• _Stated problem_: Locate every line in the rows below that contains the word "background", and copy each of those lines in full.

##############################

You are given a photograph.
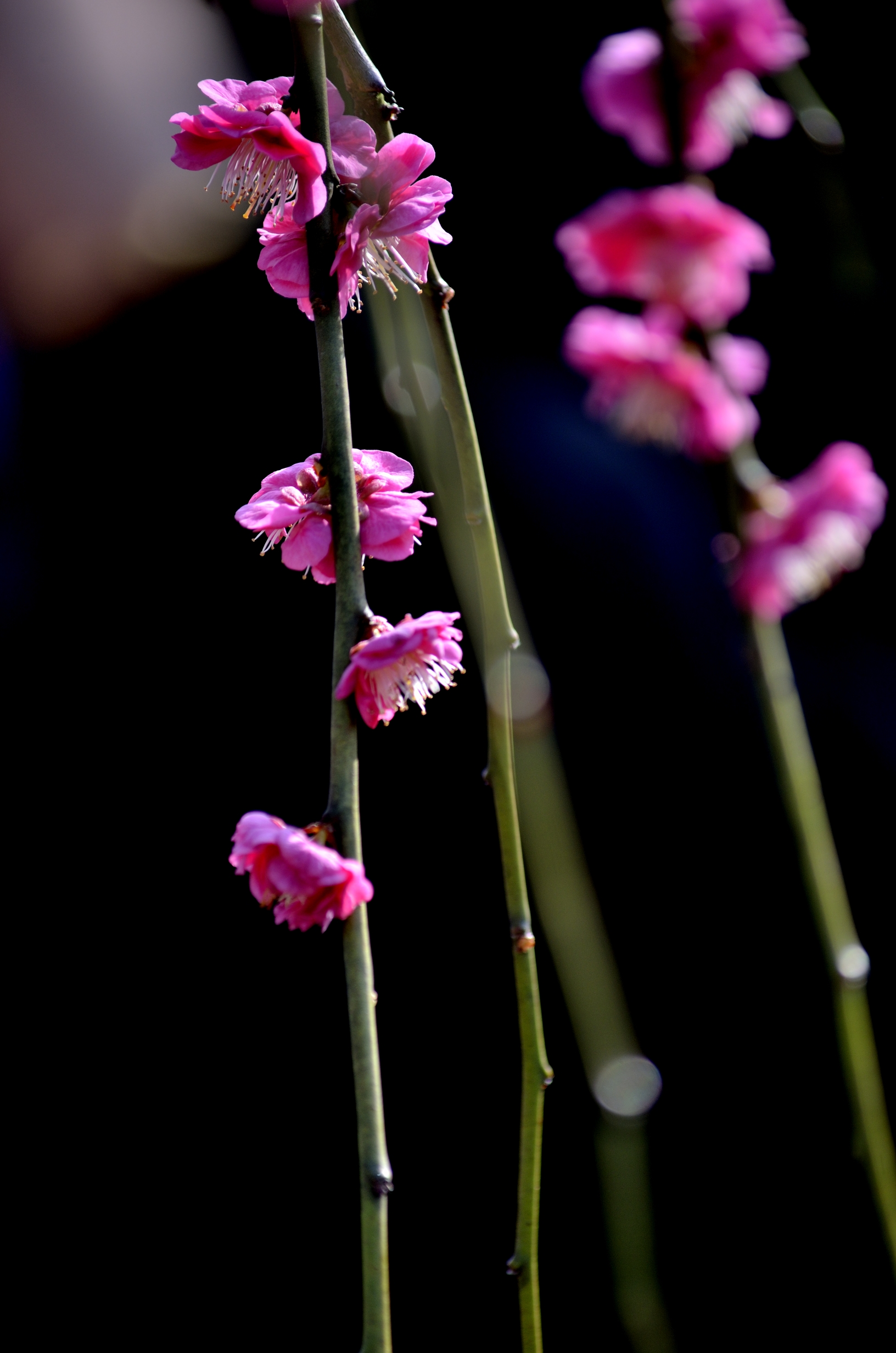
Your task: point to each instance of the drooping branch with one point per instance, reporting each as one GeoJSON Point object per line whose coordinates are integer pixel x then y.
{"type": "Point", "coordinates": [351, 613]}
{"type": "Point", "coordinates": [500, 639]}
{"type": "Point", "coordinates": [374, 100]}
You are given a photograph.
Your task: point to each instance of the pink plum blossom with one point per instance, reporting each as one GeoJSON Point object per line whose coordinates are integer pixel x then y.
{"type": "Point", "coordinates": [676, 245]}
{"type": "Point", "coordinates": [386, 240]}
{"type": "Point", "coordinates": [720, 48]}
{"type": "Point", "coordinates": [270, 161]}
{"type": "Point", "coordinates": [396, 665]}
{"type": "Point", "coordinates": [293, 506]}
{"type": "Point", "coordinates": [310, 884]}
{"type": "Point", "coordinates": [653, 387]}
{"type": "Point", "coordinates": [808, 531]}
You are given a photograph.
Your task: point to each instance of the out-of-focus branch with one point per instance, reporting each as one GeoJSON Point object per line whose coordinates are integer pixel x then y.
{"type": "Point", "coordinates": [811, 111]}
{"type": "Point", "coordinates": [351, 611]}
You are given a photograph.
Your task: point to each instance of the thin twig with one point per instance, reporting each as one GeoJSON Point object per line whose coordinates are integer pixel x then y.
{"type": "Point", "coordinates": [500, 639]}
{"type": "Point", "coordinates": [351, 614]}
{"type": "Point", "coordinates": [373, 99]}
{"type": "Point", "coordinates": [848, 961]}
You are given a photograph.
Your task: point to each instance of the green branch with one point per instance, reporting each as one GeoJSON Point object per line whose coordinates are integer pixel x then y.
{"type": "Point", "coordinates": [847, 958]}
{"type": "Point", "coordinates": [351, 614]}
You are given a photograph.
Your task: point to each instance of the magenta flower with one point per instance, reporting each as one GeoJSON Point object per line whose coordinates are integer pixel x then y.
{"type": "Point", "coordinates": [268, 160]}
{"type": "Point", "coordinates": [409, 662]}
{"type": "Point", "coordinates": [808, 531]}
{"type": "Point", "coordinates": [676, 245]}
{"type": "Point", "coordinates": [310, 884]}
{"type": "Point", "coordinates": [293, 506]}
{"type": "Point", "coordinates": [653, 387]}
{"type": "Point", "coordinates": [386, 240]}
{"type": "Point", "coordinates": [722, 47]}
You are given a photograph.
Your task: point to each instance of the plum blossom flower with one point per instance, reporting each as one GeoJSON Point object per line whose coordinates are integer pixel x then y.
{"type": "Point", "coordinates": [386, 240]}
{"type": "Point", "coordinates": [720, 47]}
{"type": "Point", "coordinates": [653, 387]}
{"type": "Point", "coordinates": [293, 506]}
{"type": "Point", "coordinates": [677, 245]}
{"type": "Point", "coordinates": [396, 665]}
{"type": "Point", "coordinates": [808, 531]}
{"type": "Point", "coordinates": [268, 159]}
{"type": "Point", "coordinates": [310, 884]}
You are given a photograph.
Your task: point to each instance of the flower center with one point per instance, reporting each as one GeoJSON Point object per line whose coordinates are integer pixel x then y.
{"type": "Point", "coordinates": [256, 176]}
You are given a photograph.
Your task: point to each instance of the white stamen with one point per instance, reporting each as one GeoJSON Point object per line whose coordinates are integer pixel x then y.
{"type": "Point", "coordinates": [256, 176]}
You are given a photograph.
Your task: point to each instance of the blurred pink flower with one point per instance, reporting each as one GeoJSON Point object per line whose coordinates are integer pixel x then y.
{"type": "Point", "coordinates": [386, 240]}
{"type": "Point", "coordinates": [720, 47]}
{"type": "Point", "coordinates": [310, 884]}
{"type": "Point", "coordinates": [270, 161]}
{"type": "Point", "coordinates": [409, 662]}
{"type": "Point", "coordinates": [653, 387]}
{"type": "Point", "coordinates": [677, 245]}
{"type": "Point", "coordinates": [808, 531]}
{"type": "Point", "coordinates": [293, 506]}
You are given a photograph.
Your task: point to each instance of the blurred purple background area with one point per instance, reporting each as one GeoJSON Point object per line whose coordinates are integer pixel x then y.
{"type": "Point", "coordinates": [184, 1065]}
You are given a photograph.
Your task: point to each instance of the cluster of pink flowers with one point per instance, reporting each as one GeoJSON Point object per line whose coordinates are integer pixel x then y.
{"type": "Point", "coordinates": [293, 509]}
{"type": "Point", "coordinates": [404, 663]}
{"type": "Point", "coordinates": [808, 531]}
{"type": "Point", "coordinates": [690, 258]}
{"type": "Point", "coordinates": [313, 884]}
{"type": "Point", "coordinates": [719, 48]}
{"type": "Point", "coordinates": [310, 884]}
{"type": "Point", "coordinates": [393, 211]}
{"type": "Point", "coordinates": [653, 387]}
{"type": "Point", "coordinates": [386, 240]}
{"type": "Point", "coordinates": [391, 223]}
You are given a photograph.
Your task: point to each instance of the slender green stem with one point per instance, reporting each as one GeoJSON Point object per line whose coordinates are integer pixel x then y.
{"type": "Point", "coordinates": [351, 614]}
{"type": "Point", "coordinates": [557, 869]}
{"type": "Point", "coordinates": [847, 958]}
{"type": "Point", "coordinates": [368, 92]}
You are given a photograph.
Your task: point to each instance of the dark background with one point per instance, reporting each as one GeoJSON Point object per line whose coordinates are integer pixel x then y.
{"type": "Point", "coordinates": [186, 1063]}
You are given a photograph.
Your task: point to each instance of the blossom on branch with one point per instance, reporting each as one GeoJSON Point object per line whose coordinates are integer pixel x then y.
{"type": "Point", "coordinates": [386, 240]}
{"type": "Point", "coordinates": [676, 245]}
{"type": "Point", "coordinates": [310, 884]}
{"type": "Point", "coordinates": [293, 506]}
{"type": "Point", "coordinates": [650, 386]}
{"type": "Point", "coordinates": [400, 665]}
{"type": "Point", "coordinates": [808, 531]}
{"type": "Point", "coordinates": [268, 159]}
{"type": "Point", "coordinates": [719, 47]}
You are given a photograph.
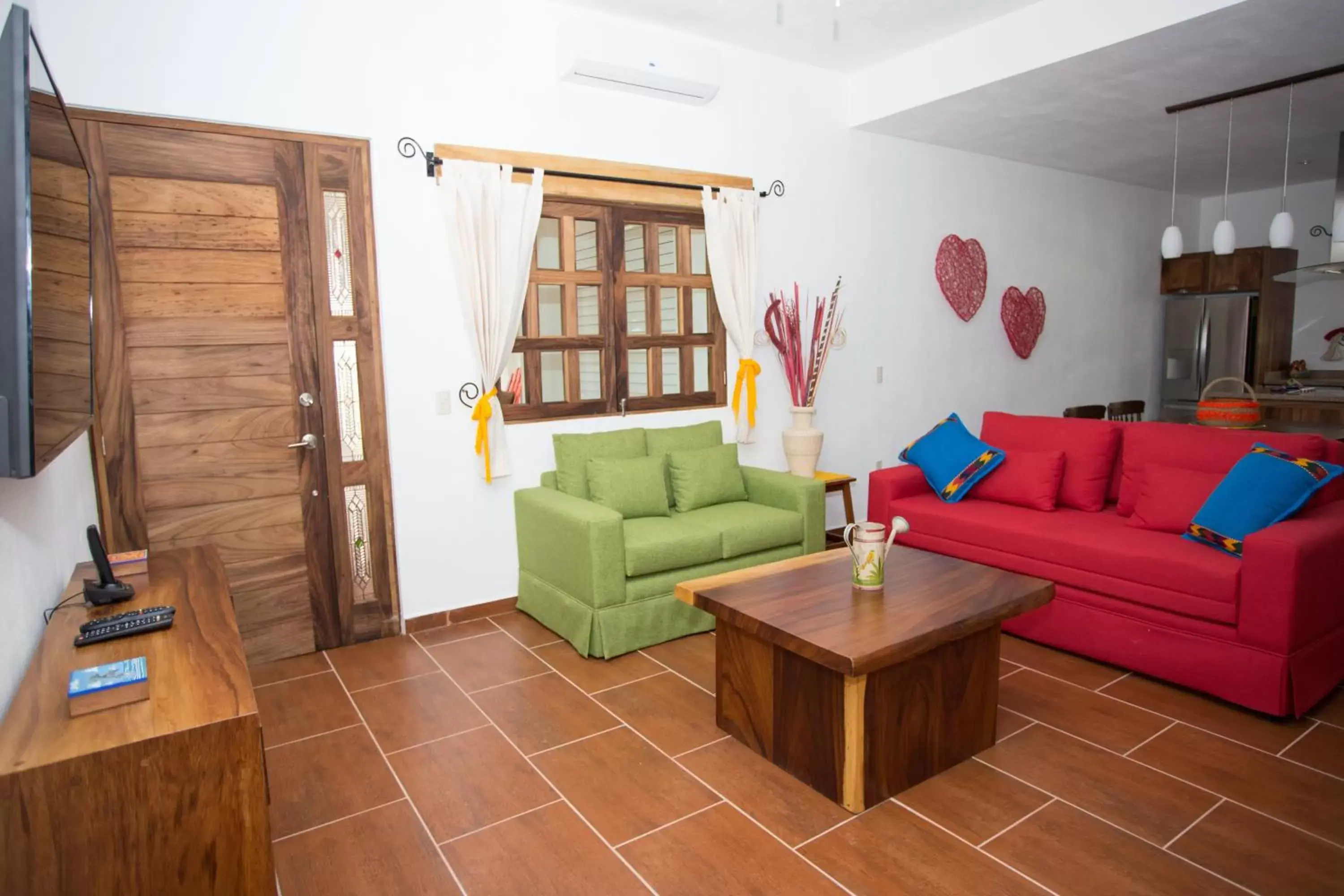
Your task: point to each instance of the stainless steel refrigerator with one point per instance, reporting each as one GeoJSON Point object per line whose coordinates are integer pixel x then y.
{"type": "Point", "coordinates": [1206, 338]}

##############################

• _Solution_:
Your task: point to each instance of the blurred purple background area with one point per instance, reporting each as one GeoJSON Point object per line whose coordinates are integer pixel x then y.
Your task: point to each instance of the dark background with one point per instance, reporting each as one GeoJSON Point object per line whose coordinates are integer pixel x then y.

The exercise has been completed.